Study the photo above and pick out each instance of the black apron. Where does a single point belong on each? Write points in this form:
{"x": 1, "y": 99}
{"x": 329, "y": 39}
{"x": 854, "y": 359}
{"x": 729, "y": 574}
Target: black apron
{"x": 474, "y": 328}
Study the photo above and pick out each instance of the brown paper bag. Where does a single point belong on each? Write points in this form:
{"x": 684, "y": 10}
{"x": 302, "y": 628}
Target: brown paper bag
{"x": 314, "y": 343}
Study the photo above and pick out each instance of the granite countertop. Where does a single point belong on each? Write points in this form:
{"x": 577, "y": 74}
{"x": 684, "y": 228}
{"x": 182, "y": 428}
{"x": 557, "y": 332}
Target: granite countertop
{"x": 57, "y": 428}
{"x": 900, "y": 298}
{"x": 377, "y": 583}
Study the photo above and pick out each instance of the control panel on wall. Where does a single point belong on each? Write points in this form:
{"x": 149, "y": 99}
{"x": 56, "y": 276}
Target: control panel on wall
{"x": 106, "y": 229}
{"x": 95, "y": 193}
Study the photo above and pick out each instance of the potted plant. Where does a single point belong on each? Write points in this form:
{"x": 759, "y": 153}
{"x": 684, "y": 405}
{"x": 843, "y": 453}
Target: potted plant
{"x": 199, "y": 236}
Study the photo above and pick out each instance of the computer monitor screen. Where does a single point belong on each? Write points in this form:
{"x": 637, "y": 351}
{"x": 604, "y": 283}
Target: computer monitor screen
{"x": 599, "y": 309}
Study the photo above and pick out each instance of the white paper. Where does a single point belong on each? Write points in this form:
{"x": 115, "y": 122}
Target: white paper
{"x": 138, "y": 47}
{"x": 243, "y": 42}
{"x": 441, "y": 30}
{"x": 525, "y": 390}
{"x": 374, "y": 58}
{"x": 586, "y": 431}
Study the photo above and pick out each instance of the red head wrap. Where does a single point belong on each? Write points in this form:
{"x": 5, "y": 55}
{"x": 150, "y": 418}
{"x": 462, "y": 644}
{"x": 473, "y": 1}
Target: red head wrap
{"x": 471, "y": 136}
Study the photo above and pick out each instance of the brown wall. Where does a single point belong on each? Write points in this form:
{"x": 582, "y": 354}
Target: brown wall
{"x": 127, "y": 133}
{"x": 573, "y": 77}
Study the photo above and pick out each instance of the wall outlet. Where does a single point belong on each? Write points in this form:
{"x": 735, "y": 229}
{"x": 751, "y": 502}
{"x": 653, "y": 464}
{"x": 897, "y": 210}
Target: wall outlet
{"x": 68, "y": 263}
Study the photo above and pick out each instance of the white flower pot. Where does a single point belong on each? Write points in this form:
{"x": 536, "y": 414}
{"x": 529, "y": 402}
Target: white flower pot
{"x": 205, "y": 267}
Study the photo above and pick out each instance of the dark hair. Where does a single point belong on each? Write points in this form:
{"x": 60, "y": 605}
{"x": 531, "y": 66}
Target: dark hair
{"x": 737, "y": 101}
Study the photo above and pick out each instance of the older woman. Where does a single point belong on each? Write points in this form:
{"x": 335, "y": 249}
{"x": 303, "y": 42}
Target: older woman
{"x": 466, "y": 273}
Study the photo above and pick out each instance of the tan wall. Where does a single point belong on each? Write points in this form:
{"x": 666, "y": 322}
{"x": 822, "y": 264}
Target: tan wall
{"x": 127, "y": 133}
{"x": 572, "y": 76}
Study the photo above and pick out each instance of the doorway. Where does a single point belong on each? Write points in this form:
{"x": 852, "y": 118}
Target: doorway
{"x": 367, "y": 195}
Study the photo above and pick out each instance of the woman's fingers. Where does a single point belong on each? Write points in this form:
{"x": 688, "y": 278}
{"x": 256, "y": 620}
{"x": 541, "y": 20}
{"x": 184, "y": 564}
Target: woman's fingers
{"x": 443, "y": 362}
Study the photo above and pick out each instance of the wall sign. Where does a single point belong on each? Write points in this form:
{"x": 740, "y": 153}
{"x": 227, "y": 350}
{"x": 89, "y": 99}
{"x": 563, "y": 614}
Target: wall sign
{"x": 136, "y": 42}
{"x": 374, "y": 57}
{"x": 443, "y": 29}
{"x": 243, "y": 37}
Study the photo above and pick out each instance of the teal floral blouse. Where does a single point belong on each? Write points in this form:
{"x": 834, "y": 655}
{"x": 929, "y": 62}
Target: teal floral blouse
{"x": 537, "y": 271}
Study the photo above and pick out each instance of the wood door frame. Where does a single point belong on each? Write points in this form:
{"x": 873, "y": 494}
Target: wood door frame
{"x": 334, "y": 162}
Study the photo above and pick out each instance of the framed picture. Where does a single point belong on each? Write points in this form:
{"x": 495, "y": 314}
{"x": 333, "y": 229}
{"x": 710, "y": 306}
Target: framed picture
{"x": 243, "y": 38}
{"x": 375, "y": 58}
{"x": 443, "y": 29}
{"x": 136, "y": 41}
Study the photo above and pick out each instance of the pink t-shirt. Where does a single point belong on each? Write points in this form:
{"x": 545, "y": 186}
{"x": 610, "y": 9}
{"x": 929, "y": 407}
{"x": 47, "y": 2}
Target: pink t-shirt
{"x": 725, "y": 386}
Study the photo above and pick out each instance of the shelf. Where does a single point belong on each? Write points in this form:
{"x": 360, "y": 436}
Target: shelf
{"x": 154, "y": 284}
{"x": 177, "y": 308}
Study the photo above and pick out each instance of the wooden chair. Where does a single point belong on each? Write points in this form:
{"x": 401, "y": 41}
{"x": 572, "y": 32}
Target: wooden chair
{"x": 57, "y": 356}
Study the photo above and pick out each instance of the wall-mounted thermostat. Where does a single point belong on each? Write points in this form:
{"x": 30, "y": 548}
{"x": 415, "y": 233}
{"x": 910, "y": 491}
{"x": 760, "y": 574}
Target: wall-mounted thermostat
■ ■ ■ ■ ■ ■ ■
**What you are asked to do:** Look through the material for "mounted". Copy each line that has it.

**Result of the task:**
Study the photo above and pick out each instance of the wall-mounted thermostat. Where does a single point belong on each? Write points in this form:
Target: wall-mounted thermostat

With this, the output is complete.